→ **WRITTEN TASK**: Please copy out every one of the records below word for word, keeping the lines in their original order.

........

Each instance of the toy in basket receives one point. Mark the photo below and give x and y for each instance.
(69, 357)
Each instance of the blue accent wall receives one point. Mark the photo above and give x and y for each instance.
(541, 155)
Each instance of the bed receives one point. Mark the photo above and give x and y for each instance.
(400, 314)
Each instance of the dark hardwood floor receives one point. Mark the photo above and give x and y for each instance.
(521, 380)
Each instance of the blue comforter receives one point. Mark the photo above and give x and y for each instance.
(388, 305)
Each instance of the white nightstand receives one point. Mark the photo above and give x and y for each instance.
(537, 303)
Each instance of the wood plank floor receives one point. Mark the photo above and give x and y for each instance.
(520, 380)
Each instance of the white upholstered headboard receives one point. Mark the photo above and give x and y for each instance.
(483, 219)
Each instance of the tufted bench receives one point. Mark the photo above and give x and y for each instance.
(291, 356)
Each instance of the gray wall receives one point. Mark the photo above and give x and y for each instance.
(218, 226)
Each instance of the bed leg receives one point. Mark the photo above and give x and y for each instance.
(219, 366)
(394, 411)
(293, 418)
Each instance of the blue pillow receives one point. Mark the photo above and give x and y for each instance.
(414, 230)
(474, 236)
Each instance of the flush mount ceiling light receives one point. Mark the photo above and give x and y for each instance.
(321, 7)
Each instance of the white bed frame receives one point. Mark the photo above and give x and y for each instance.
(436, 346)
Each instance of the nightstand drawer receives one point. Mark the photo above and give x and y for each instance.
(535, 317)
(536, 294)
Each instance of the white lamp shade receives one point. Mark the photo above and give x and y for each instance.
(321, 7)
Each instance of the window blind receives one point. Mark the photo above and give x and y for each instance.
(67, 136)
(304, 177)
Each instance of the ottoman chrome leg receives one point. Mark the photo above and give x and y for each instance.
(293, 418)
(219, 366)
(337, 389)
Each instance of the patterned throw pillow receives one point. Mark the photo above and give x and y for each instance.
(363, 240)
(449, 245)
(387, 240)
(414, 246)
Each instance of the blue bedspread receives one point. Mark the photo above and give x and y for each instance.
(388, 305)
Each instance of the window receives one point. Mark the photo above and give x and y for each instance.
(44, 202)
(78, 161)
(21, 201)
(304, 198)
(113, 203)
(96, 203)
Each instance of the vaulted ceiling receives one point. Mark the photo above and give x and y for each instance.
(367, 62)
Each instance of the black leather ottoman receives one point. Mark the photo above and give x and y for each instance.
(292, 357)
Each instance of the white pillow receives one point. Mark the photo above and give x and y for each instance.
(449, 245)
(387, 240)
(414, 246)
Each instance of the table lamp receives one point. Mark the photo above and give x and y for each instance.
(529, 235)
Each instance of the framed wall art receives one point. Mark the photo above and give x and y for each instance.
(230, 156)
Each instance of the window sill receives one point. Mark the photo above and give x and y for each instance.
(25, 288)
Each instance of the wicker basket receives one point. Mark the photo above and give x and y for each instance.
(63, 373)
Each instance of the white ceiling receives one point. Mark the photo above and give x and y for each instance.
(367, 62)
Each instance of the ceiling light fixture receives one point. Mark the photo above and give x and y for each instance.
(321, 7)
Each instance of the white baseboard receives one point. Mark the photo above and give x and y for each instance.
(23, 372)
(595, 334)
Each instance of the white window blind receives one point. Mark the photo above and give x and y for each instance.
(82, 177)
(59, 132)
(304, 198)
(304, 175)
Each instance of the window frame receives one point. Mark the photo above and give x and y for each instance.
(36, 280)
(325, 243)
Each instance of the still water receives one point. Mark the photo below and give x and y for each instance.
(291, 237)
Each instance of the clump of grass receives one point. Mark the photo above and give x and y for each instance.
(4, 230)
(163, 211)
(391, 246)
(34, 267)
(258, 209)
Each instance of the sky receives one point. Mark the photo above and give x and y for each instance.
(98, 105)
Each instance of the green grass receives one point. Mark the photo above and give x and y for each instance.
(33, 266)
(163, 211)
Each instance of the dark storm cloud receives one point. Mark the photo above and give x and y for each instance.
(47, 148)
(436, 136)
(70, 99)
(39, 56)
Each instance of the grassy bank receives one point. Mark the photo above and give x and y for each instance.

........

→ **CORRECT ANSWER**:
Each instance of the toy in basket receives one point. Mark the photo below and give x and y for each instance.
(69, 357)
Each instance of the blue accent wall receives one point. Mark the photo above and give x and y for each instance.
(541, 155)
Each instance of the bed receives one point. Mark the photo above and give x and y for each instance.
(400, 314)
Each instance of the dark hardwood floor receives one point. Mark the photo above and give x and y for each instance.
(521, 380)
Each instance of the blue comforter receives one point. Mark the photo above and give x and y for each instance.
(388, 305)
Each instance of the white nightstand receives one point. Mark the photo above and give x and y for each instance.
(537, 303)
Each instance of the wood plank floor receives one point. Mark the photo above and give x and y for each instance.
(520, 380)
Each instance of the white upholstered headboard receives one point. Mark the photo above and give x and y for each instance.
(483, 219)
Each instance of the tufted bench receives one point. Mark the photo above and give x and y for each instance.
(291, 356)
Each instance of the gray wall receives one point. Mark the photo above and give x and y for each instance.
(218, 226)
Each instance of the bed leg receives one point. Mark the photo above and give x and y for each instance.
(219, 366)
(394, 411)
(293, 418)
Each instance of the blue pillow receives one point. Mark the photo above and give x and y for each instance.
(414, 230)
(474, 236)
Each instance of the flush mount ceiling light receives one point. Mark the photo above and give x and y for each instance.
(321, 7)
Each instance of the white bed frame receives one point. Mark the photo above and give x and y for each instance.
(436, 346)
Each instance of the nightstand drawer receives one point. Mark the photo above and give x and y for each instance.
(535, 317)
(536, 294)
Each instance of the white lamp shade receives one point. Mark the photo above and give x and y for each instance.
(321, 7)
Each instance of the window blind receives one point. Mark the photo above and give x and y for each instance.
(67, 136)
(304, 177)
Each instance of the ottoman chrome leg receives one point. Mark the photo above and give x and y for each instance.
(293, 418)
(219, 366)
(337, 389)
Each instance of the patterned throw pillow receives one point. Mark the photo above and give x and y for each instance.
(363, 240)
(449, 245)
(387, 240)
(414, 246)
Each instance of the blue bedspread receives one point. Mark the photo above and give x and y for each instance.
(388, 305)
Each instance of the window receives one point. Mark the photo above and give x and y for each instance.
(44, 202)
(78, 161)
(21, 201)
(304, 198)
(113, 203)
(96, 203)
Each instance of the vaulted ceiling receives one point. Mark the photo above and give x and y for each instance.
(367, 62)
Each instance of the black leather ottoman receives one point. Mark the photo above and give x and y for each instance.
(292, 357)
Each instance of the white pillow receives one point. Mark the photo above and give x and y for each instance.
(449, 245)
(387, 240)
(414, 246)
Each instance of the table lamp receives one point. Mark the photo above and give x and y for each instance.
(529, 235)
Each instance of the framed wall art receives one point. Mark the photo above and give x and y for each instance.
(230, 156)
Each instance of the window sill receives one point. Mark the photo above and give x and y for each instance.
(25, 288)
Each instance of the wicker basket receives one point. Mark the photo above and give x and y for each instance.
(63, 373)
Each instance of the white ceiling receives one point. Mark the photo above and give x and y for each instance.
(367, 62)
Each instance of the ceiling light fixture receives one point. Mark the photo above and give x and y for each instance.
(321, 7)
Each instance of the white baseboard receives one point. Mark the photo above and give x and y for each instance.
(23, 372)
(595, 334)
Each instance of the white window blind receives one point. Mark the photo above and give x and y for each instance.
(82, 177)
(59, 132)
(304, 198)
(304, 175)
Each instance of the window frame receives one point. Mark the photo above and give x and y for each instance.
(36, 280)
(325, 243)
Each instance of the still water receives one point. Mark the photo below and give x and y for each instance.
(291, 237)
Each instance of the clump of grass receives one point. Mark the photo above and give x and y for each instance.
(4, 230)
(163, 211)
(391, 246)
(34, 267)
(258, 209)
Each instance of the sky receives one point. Mark the photo above and give x and y for each instance.
(98, 105)
Each instance of the green grass receives one point. Mark the photo above and give x and y for each instance.
(33, 266)
(163, 211)
Each instance of the dark storm cloud receives one point. Mark the photo above and give x and y for each instance.
(47, 148)
(436, 136)
(70, 99)
(39, 56)
Each instance of the grassy bank receives one point. Mark the photo above and give x and y for each instance.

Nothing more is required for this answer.